Direction: Format every one of the rows below as a JSON list of strings, one string per line, and leave out any blank lines.

Rows:
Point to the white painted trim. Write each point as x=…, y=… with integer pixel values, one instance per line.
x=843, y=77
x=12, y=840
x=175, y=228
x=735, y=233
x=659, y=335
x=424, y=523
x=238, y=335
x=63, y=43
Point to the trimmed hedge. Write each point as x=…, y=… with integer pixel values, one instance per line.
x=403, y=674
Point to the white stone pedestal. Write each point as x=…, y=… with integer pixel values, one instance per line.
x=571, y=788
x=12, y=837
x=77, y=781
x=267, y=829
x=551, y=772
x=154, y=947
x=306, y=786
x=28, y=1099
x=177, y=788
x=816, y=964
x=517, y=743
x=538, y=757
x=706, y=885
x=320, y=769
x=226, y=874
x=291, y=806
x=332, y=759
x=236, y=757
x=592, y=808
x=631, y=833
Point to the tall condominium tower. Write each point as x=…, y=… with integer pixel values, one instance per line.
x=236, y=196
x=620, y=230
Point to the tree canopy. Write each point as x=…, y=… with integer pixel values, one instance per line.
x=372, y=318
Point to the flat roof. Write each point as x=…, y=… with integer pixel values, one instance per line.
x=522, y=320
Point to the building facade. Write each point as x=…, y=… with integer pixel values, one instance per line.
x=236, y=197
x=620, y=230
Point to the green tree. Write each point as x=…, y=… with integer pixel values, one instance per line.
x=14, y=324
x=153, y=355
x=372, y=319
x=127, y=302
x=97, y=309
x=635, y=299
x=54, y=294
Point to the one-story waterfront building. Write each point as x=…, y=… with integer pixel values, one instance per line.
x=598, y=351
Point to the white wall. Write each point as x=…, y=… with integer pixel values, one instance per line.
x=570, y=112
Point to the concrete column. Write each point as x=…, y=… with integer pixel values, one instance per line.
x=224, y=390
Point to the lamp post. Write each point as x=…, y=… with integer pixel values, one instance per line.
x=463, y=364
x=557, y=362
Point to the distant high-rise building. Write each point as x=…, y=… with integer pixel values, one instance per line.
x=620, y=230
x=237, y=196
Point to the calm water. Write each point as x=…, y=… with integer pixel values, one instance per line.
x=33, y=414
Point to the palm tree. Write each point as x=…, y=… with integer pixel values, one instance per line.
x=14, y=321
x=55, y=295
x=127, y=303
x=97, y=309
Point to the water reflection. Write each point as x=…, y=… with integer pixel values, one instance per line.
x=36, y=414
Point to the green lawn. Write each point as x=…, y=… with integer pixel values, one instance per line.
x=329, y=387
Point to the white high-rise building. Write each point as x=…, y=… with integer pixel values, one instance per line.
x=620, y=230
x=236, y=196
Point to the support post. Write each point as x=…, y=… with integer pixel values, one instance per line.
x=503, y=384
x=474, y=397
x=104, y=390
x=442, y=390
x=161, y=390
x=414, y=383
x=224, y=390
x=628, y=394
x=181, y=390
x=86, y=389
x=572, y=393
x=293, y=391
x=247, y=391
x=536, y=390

Full answer:
[
  "Point to the white painted trim. Write each point as x=…, y=… with integer pixel values, one instance per line.",
  "x=843, y=77",
  "x=12, y=840",
  "x=175, y=228",
  "x=735, y=233",
  "x=659, y=335",
  "x=424, y=523",
  "x=238, y=335",
  "x=63, y=43",
  "Point to the trimmed hedge. Write each point as x=…, y=… with integer pixel values, one instance per line.",
  "x=403, y=674",
  "Point to the white stone pedestal. Write each point as x=…, y=… with integer pixel values, one instance per line.",
  "x=571, y=788",
  "x=12, y=837",
  "x=77, y=781",
  "x=267, y=829",
  "x=551, y=772",
  "x=154, y=947",
  "x=306, y=786",
  "x=28, y=1099",
  "x=177, y=788",
  "x=816, y=964",
  "x=517, y=743",
  "x=538, y=757",
  "x=706, y=885",
  "x=320, y=769",
  "x=226, y=874",
  "x=291, y=806",
  "x=332, y=759",
  "x=236, y=757",
  "x=592, y=808",
  "x=631, y=833",
  "Point to the tall condominium tower. Write each point as x=…, y=… with integer pixel values, one instance per line.",
  "x=236, y=196",
  "x=620, y=230",
  "Point to the tree canopy. Write each point as x=…, y=… with integer pixel values, one instance per line.",
  "x=372, y=318",
  "Point to the flat roof. Write each point as x=…, y=… with integer pixel values, one instance per line.",
  "x=522, y=320",
  "Point to the building facade. Write each point as x=…, y=… with integer pixel values, one instance per line.",
  "x=236, y=197",
  "x=620, y=230",
  "Point to the green tree. Write each point as x=…, y=… with integer pixel values, one instance per line.",
  "x=14, y=324",
  "x=153, y=355",
  "x=372, y=319",
  "x=127, y=302",
  "x=97, y=309",
  "x=635, y=299",
  "x=54, y=294",
  "Point to the one-story waterfront building. Write each point as x=…, y=… with integer pixel values, one instance per line.",
  "x=598, y=351",
  "Point to the white wall. Write each point as x=…, y=… with integer pixel values, one instance per line.",
  "x=570, y=112",
  "Point to the concrete column. Write each point as x=…, y=… with integer pixel values, one instance per line.",
  "x=224, y=390",
  "Point to the lamp post. Write each point as x=…, y=… with integer pixel values, one instance per line.",
  "x=463, y=364",
  "x=557, y=362",
  "Point to the distant high-rise building. Write each point as x=…, y=… with integer pixel values, one instance per line.",
  "x=620, y=230",
  "x=237, y=196",
  "Point to the calm water. Write each point as x=…, y=… with integer pixel values, one instance per line.",
  "x=33, y=414",
  "Point to the palm tree. Write each point as x=…, y=… with integer pixel values, one instance per line.",
  "x=14, y=321",
  "x=55, y=295",
  "x=127, y=303",
  "x=97, y=309",
  "Point to the water reflection. Write each point as x=…, y=… with integer pixel values, one instance per line.",
  "x=36, y=414",
  "Point to the green lawn. Write each point as x=…, y=… with integer pixel values, one instance per line.",
  "x=329, y=387",
  "Point to the white high-rise building. Write each point as x=…, y=… with integer pixel values, one instance per line.",
  "x=620, y=230",
  "x=236, y=196",
  "Point to the support post. Write each point as x=…, y=… with integer pixel values, one instance per line.",
  "x=503, y=384",
  "x=474, y=397",
  "x=104, y=390",
  "x=442, y=390",
  "x=161, y=390",
  "x=414, y=383",
  "x=224, y=390",
  "x=628, y=394",
  "x=181, y=390",
  "x=86, y=389",
  "x=572, y=393",
  "x=293, y=391",
  "x=247, y=391",
  "x=536, y=390"
]